Referring expression pointing data:
/---
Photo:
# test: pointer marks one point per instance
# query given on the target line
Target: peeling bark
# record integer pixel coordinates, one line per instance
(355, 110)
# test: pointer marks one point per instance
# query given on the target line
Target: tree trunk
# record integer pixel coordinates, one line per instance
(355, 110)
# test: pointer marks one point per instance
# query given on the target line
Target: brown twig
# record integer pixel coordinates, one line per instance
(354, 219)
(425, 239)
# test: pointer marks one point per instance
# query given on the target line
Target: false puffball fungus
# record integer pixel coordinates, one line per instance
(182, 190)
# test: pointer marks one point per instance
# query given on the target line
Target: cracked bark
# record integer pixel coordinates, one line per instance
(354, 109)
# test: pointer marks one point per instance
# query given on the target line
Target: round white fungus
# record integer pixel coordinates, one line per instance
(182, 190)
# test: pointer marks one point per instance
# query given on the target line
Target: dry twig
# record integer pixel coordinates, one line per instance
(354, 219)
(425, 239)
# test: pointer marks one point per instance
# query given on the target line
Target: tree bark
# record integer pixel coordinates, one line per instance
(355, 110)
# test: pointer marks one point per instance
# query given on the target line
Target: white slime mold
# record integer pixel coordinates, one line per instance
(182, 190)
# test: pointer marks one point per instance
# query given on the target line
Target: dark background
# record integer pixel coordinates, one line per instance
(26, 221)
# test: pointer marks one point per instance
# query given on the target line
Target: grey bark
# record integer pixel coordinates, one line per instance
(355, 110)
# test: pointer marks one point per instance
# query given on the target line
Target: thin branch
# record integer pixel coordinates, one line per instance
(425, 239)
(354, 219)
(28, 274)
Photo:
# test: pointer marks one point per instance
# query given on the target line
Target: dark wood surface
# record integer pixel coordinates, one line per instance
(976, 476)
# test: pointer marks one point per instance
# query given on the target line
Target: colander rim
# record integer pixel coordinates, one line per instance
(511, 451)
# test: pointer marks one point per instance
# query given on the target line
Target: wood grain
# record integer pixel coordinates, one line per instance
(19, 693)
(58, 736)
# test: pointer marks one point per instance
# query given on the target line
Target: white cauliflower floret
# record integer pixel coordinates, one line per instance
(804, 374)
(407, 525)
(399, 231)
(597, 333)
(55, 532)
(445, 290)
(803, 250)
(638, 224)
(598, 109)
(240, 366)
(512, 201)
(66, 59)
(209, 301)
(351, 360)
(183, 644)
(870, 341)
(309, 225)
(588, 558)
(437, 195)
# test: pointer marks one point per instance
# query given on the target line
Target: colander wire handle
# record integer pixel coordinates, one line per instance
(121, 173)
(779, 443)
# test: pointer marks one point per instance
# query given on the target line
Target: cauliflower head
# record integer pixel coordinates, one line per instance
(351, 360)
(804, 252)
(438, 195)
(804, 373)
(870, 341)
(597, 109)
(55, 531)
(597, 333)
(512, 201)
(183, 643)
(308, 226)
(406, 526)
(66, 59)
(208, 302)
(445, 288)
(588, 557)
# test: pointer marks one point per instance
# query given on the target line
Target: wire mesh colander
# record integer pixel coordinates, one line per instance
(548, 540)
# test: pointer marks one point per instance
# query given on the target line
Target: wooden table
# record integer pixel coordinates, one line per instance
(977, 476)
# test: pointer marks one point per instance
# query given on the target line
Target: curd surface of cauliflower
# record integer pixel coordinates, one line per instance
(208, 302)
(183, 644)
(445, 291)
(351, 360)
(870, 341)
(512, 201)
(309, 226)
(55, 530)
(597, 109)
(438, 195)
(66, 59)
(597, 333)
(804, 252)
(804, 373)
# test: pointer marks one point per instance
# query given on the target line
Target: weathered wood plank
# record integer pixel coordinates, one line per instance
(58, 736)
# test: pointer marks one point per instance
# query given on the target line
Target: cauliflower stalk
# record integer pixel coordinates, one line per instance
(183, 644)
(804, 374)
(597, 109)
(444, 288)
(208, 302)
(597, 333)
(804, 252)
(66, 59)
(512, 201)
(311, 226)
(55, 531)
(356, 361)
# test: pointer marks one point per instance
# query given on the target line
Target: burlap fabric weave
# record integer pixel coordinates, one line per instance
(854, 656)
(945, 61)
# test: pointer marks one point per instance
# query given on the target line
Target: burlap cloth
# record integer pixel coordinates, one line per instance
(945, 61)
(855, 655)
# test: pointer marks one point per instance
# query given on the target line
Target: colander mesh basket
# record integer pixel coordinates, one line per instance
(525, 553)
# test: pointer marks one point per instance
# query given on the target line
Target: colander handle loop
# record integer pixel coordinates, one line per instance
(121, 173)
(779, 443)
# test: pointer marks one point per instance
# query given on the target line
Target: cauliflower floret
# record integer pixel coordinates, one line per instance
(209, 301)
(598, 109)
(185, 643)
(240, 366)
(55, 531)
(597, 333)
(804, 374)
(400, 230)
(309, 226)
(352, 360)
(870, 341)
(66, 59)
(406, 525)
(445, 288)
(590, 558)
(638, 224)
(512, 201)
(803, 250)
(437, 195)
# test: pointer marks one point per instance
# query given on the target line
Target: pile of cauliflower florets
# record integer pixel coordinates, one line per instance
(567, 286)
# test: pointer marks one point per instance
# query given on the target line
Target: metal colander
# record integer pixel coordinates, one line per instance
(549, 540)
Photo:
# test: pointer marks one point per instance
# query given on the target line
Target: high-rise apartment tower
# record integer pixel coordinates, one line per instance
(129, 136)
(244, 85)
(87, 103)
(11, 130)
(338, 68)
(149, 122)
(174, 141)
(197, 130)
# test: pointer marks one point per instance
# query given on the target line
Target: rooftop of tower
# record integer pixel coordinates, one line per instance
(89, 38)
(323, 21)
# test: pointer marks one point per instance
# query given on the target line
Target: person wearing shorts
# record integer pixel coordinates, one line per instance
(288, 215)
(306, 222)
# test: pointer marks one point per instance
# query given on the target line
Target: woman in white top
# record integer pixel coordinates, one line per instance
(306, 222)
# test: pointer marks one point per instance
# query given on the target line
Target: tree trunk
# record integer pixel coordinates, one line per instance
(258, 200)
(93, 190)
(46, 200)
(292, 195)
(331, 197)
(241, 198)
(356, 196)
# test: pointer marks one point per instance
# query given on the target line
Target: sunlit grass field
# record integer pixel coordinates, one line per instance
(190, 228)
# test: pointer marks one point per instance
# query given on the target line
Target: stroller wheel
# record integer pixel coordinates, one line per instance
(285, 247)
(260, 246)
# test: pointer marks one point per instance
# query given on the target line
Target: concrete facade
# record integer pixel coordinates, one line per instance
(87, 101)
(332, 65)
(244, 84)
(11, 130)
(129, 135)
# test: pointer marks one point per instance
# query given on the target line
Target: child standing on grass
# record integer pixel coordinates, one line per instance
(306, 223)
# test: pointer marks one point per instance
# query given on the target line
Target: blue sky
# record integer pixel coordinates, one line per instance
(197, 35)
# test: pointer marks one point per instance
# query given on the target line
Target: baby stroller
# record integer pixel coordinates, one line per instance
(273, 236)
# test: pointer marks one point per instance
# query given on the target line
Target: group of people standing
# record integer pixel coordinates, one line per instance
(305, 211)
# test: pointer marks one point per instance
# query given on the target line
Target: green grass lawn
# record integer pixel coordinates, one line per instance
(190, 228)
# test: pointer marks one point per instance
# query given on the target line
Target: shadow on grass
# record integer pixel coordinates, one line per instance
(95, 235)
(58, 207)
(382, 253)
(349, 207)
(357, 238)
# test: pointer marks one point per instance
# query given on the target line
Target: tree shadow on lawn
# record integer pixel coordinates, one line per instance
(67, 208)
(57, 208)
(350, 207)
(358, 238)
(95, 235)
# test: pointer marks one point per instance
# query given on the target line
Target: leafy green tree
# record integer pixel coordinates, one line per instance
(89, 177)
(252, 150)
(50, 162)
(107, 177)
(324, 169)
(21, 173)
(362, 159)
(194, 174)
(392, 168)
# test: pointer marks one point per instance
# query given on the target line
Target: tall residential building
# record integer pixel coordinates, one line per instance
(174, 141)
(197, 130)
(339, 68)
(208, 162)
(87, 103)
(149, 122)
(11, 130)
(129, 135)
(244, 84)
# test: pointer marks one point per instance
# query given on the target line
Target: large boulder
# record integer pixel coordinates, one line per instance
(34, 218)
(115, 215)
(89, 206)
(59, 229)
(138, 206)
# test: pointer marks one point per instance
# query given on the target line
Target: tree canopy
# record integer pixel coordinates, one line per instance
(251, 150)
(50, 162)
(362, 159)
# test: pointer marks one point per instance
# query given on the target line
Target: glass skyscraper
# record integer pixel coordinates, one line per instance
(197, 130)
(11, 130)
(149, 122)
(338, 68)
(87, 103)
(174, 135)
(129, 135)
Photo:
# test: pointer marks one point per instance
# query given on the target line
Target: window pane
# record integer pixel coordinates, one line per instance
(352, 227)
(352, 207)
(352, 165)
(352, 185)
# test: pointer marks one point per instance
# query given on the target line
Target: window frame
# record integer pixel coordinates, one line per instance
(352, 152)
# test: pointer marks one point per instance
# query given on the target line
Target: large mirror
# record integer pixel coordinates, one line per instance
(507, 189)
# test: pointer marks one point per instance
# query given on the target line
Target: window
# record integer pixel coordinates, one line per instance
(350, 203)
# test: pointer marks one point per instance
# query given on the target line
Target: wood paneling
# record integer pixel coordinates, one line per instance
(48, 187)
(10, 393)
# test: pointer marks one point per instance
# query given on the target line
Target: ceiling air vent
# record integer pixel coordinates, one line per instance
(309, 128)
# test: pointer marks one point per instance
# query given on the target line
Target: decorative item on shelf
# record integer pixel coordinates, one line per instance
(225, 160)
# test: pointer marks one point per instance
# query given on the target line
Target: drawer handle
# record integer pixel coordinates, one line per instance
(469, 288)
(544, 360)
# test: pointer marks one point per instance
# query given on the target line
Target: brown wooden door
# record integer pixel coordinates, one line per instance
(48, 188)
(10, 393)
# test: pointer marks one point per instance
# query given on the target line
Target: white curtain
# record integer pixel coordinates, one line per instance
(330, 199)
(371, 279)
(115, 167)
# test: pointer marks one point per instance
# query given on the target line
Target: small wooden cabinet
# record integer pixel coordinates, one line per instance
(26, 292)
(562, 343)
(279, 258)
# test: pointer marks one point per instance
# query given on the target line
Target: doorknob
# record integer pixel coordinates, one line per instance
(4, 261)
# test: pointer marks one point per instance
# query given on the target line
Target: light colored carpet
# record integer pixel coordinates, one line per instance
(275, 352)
\---
* **What to produce**
Your task is to copy each line of the entries that includes the word "bark".

* **Task solution**
Target: peeling bark
Target: cracked bark
Target: tree bark
Target: grey bark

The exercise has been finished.